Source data
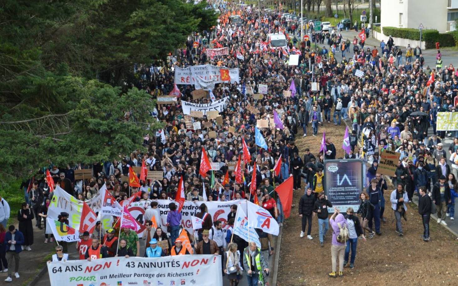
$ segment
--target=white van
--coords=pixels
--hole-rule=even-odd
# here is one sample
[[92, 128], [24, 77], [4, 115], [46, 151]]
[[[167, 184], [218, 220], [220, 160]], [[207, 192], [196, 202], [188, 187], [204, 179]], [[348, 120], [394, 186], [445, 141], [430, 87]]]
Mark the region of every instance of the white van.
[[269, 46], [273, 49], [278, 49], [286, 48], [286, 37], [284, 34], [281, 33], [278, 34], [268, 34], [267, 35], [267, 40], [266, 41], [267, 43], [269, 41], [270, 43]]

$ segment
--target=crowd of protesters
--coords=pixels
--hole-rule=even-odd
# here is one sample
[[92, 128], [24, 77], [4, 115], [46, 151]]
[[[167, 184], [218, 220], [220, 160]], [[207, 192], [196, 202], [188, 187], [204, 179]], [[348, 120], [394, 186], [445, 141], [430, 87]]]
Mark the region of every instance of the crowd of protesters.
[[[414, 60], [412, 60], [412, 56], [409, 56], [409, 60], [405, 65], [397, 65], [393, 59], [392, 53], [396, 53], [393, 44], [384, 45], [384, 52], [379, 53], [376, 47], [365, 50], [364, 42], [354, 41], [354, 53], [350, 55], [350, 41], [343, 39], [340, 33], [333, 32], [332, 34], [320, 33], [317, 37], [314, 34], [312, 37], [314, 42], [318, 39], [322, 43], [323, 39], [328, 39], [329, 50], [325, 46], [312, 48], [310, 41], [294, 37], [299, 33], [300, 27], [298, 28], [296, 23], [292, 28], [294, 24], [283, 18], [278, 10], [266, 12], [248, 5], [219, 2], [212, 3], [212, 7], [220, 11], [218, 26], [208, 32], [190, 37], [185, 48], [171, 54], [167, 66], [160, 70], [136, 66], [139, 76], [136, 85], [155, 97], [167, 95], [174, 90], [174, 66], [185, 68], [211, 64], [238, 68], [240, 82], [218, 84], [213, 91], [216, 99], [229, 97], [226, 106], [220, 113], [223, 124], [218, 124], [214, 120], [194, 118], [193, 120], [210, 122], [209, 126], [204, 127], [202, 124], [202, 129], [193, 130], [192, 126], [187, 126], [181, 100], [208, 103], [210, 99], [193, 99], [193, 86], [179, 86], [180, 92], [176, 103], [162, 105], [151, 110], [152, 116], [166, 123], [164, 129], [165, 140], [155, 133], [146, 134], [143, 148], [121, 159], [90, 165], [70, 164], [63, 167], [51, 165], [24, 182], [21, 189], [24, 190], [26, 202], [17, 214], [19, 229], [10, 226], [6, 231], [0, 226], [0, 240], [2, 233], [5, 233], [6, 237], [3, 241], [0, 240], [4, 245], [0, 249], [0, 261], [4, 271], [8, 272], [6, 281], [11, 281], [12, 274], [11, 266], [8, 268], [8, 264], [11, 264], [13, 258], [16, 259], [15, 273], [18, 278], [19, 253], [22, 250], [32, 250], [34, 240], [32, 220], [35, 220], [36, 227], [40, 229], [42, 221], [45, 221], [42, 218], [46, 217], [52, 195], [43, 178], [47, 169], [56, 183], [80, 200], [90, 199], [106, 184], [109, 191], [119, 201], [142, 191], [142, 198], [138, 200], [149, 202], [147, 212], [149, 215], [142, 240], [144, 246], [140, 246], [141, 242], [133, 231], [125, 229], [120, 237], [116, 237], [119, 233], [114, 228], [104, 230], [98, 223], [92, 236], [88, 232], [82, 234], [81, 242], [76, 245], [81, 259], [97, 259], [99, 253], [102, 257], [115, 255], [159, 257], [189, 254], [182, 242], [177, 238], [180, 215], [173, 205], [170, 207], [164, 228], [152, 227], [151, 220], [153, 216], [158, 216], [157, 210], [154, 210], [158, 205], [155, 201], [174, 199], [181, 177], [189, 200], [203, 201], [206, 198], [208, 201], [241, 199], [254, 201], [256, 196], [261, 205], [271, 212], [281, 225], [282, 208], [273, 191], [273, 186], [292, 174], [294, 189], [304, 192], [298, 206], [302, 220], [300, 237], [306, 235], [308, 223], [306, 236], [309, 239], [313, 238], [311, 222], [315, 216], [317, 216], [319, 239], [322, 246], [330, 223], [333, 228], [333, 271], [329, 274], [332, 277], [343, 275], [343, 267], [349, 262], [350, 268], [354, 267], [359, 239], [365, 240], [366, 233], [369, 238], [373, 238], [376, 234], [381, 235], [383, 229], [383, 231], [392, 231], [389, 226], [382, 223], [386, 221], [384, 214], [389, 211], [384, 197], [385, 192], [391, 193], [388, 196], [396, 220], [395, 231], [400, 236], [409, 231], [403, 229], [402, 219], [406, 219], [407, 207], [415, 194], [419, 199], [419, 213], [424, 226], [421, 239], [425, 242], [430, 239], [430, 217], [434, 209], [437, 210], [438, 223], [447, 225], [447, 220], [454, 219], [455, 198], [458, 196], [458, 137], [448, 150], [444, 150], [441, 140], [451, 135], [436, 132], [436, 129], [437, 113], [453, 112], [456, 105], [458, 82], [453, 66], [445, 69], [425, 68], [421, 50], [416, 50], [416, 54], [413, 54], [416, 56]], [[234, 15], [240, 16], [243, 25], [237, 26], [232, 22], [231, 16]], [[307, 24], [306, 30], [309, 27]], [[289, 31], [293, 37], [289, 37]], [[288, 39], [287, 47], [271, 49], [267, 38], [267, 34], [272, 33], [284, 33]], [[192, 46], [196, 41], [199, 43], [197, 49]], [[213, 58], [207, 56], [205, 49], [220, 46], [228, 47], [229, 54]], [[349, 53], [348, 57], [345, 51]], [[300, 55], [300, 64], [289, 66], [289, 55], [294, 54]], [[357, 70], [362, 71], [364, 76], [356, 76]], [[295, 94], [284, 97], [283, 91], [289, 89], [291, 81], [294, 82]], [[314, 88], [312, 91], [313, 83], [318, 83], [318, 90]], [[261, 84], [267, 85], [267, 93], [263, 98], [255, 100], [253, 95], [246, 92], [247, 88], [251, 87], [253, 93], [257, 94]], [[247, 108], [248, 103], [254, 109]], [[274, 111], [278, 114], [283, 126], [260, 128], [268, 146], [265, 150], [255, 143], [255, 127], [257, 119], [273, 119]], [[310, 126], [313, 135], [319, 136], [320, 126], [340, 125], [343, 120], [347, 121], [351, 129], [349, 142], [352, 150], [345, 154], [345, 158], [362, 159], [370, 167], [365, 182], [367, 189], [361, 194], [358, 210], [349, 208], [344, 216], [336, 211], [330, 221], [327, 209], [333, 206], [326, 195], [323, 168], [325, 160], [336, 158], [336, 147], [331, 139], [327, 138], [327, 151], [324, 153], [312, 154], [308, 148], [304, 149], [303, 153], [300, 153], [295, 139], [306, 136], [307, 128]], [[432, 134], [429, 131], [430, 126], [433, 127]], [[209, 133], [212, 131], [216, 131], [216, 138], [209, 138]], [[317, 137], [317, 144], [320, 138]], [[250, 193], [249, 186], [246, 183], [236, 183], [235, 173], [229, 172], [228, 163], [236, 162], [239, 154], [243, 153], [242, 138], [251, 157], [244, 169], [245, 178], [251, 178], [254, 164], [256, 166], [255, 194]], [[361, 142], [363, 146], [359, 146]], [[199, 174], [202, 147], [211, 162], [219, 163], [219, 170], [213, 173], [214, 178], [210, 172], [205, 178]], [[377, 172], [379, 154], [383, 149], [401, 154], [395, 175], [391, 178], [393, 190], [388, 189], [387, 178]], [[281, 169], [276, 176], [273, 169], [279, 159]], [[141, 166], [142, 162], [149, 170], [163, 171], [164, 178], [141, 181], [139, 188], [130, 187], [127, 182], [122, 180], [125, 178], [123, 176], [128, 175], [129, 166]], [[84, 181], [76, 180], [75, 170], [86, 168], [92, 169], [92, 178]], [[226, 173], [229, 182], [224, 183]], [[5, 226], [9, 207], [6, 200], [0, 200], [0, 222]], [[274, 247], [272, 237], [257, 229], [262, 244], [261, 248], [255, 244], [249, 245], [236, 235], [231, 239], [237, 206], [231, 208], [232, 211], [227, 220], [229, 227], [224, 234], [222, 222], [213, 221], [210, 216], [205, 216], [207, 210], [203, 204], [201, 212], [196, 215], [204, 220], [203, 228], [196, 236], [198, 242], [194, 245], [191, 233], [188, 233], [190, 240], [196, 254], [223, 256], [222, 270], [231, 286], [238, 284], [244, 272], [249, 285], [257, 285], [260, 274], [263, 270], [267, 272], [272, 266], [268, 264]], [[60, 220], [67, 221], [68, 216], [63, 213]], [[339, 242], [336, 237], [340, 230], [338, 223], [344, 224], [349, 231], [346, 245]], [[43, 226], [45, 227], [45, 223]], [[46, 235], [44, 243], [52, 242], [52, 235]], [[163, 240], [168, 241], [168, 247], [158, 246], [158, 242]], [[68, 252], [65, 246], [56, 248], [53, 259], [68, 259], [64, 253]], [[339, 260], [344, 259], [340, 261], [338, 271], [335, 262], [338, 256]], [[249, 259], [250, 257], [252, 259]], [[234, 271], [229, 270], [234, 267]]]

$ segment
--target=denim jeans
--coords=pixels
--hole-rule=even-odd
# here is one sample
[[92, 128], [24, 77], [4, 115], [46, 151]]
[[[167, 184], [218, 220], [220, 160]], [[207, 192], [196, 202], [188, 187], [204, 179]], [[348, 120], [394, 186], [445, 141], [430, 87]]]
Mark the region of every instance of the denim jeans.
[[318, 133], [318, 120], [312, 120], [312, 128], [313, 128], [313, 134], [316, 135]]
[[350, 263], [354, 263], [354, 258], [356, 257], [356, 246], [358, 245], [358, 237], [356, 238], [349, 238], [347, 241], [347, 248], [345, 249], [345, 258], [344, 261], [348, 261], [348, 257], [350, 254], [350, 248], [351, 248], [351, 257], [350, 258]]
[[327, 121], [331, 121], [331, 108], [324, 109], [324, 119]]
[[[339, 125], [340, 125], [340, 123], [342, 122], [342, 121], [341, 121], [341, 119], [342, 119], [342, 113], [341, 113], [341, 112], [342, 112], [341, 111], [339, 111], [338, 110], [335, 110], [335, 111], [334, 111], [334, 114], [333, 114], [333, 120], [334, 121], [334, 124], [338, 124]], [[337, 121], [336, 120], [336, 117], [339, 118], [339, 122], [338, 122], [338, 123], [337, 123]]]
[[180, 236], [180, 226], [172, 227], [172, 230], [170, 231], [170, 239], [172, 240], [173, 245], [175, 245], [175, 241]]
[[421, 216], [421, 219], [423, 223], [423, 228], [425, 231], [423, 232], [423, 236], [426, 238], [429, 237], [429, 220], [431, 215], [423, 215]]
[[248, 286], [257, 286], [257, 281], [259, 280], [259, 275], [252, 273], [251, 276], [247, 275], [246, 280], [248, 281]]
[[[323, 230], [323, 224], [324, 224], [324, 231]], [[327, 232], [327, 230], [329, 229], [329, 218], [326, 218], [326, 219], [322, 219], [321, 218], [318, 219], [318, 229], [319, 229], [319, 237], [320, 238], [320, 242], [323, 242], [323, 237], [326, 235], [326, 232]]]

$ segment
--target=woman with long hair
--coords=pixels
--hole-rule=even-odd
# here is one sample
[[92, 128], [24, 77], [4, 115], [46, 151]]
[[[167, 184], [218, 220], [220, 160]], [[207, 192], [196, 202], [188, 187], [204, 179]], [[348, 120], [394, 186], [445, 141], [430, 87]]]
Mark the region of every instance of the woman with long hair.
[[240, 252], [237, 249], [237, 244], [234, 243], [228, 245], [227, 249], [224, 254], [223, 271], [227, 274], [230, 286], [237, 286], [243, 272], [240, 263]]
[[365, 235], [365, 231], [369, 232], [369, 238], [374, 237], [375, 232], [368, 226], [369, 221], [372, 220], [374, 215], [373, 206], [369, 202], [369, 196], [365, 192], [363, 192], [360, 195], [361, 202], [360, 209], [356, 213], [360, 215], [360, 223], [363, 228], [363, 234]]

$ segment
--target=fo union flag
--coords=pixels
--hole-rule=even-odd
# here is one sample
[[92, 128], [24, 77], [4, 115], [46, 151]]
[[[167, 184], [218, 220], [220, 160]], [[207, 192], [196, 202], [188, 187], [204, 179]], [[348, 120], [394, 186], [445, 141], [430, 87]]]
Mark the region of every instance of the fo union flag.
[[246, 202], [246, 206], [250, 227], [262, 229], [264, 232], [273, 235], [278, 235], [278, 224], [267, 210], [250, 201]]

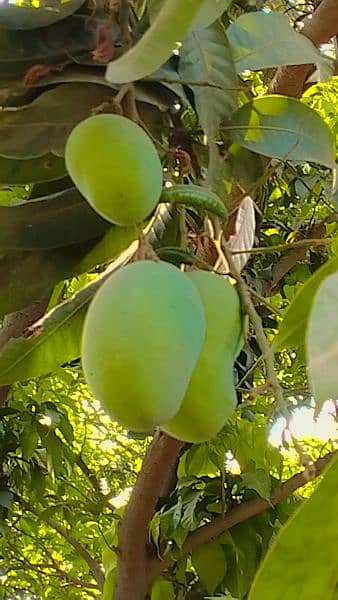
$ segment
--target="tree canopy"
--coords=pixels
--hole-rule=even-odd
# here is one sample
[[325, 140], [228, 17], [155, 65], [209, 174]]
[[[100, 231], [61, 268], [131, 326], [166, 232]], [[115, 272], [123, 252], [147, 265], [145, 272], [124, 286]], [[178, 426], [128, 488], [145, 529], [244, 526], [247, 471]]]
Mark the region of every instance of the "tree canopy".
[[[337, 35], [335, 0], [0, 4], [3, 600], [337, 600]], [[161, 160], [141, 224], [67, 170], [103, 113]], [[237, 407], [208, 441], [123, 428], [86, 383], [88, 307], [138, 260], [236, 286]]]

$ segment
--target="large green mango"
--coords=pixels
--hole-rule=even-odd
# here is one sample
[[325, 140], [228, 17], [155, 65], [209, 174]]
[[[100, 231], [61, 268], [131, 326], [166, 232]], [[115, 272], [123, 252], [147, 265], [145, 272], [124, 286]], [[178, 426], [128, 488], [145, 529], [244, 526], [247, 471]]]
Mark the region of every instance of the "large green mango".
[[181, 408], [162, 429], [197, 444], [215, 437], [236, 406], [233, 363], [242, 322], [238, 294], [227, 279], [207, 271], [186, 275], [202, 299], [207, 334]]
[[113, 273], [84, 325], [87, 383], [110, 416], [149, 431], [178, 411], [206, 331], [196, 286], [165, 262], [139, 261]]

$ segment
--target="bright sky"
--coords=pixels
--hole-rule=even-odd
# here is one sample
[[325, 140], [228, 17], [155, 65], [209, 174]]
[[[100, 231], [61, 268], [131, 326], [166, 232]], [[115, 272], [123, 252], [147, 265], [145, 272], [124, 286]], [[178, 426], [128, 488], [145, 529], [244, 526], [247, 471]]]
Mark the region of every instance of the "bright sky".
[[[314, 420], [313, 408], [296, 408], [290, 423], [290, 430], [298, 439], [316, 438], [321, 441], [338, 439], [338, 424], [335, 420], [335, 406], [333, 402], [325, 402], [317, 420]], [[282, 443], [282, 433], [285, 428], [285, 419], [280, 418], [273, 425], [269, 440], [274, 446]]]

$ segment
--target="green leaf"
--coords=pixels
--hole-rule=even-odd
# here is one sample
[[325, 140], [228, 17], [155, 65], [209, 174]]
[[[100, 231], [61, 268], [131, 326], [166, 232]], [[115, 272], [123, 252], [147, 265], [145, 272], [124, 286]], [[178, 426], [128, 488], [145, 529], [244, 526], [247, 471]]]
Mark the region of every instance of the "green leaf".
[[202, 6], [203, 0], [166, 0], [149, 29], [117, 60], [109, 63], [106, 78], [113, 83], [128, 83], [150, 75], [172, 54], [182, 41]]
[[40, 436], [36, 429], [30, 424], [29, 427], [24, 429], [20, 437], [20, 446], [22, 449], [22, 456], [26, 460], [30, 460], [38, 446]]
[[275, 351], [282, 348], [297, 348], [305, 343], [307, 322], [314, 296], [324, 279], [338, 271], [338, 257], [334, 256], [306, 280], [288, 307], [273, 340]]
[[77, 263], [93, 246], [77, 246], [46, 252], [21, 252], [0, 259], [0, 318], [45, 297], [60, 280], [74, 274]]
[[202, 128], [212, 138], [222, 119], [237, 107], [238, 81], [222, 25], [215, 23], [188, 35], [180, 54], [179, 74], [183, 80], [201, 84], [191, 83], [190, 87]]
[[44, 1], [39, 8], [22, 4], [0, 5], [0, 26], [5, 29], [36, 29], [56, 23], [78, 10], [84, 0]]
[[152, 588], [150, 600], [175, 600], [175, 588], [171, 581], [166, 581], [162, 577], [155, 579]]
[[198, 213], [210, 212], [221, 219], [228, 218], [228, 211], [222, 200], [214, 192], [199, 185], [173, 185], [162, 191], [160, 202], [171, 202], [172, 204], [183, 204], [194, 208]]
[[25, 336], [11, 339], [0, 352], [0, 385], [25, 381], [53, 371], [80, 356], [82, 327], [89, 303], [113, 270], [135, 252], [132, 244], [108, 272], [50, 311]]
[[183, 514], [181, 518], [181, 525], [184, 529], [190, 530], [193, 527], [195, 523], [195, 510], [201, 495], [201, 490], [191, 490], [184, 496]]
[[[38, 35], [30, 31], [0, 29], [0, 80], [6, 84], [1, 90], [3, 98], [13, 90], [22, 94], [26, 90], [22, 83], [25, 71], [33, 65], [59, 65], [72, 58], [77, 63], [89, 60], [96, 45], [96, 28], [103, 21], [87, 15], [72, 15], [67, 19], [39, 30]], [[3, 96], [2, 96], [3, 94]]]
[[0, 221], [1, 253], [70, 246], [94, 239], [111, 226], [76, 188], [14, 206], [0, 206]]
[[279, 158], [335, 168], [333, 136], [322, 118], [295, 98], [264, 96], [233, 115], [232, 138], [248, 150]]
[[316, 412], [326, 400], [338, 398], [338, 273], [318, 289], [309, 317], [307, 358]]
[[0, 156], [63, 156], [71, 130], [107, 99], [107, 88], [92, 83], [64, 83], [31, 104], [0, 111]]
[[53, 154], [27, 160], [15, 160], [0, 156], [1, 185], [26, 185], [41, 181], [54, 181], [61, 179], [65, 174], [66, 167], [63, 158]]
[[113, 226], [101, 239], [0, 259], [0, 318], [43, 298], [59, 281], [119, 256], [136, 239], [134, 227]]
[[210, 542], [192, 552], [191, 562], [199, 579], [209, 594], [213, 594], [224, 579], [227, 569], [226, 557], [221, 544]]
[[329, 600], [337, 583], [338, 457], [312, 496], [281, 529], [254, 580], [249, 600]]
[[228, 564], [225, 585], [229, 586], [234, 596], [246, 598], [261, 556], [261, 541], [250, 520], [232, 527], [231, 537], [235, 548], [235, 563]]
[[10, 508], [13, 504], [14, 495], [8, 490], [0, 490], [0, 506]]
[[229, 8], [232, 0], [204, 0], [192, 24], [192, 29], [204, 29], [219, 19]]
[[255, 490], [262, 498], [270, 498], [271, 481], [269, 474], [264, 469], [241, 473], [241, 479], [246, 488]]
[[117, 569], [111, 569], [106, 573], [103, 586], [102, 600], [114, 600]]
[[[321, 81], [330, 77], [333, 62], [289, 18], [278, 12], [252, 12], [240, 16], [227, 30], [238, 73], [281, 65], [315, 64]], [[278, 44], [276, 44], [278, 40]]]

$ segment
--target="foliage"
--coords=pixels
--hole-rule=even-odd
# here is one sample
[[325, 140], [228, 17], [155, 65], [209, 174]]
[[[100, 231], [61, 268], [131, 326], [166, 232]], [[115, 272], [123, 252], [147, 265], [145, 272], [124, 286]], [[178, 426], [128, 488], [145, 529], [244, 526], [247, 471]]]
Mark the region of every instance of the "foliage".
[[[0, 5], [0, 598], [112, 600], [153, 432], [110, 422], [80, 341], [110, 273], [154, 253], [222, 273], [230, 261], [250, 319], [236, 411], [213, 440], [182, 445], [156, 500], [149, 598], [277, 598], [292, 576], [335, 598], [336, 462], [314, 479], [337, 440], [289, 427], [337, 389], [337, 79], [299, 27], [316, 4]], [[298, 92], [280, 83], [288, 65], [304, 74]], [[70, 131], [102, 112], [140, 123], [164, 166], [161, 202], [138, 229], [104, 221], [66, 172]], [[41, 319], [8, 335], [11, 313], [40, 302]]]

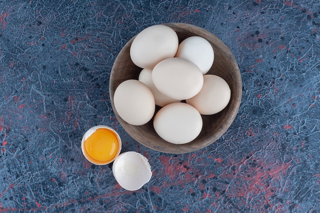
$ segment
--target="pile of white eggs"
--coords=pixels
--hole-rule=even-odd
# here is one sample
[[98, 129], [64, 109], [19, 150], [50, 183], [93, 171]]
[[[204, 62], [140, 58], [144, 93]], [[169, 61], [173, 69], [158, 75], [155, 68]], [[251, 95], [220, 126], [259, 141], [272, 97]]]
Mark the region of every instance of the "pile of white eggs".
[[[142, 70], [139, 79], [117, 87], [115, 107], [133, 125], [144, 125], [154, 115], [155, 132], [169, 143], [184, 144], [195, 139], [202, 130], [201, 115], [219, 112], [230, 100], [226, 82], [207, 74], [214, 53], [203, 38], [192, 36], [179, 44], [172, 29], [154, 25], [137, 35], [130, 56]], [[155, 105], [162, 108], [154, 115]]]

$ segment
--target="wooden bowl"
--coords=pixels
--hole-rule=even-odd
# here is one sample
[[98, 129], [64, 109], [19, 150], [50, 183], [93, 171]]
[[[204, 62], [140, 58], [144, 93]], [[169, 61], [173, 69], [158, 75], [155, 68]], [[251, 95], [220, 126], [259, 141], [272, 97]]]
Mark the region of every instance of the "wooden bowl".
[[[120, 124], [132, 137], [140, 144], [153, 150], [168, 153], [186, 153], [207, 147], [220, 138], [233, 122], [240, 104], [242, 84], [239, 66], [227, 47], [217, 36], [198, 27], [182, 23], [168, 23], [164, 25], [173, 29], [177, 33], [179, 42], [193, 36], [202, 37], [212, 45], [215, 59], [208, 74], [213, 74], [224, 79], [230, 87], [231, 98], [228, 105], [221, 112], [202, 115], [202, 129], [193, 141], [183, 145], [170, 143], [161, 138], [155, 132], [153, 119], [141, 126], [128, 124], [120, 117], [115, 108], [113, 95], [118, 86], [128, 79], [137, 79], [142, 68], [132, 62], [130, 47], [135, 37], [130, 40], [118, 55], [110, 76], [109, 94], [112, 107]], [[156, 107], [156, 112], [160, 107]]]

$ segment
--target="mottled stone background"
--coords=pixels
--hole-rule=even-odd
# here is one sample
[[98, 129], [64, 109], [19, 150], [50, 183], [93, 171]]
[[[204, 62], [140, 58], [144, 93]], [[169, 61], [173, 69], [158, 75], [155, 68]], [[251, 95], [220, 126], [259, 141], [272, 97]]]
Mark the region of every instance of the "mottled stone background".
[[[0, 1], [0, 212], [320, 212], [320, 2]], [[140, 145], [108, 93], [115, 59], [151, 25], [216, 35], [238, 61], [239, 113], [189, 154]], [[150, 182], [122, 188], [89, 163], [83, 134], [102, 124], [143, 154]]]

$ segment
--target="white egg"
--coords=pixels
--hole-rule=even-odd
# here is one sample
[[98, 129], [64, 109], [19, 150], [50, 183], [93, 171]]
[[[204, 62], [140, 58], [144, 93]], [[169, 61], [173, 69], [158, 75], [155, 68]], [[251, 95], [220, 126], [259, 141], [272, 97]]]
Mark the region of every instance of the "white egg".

> [TASK TO CARRY OUT] Select and copy every line of the listing above that contains the string "pile", treating uppercase and lowercase letters as different.

> [ANSWER TO THE TASK]
--target="pile of white eggs"
Mark the region of every instance of the "pile of white eggs".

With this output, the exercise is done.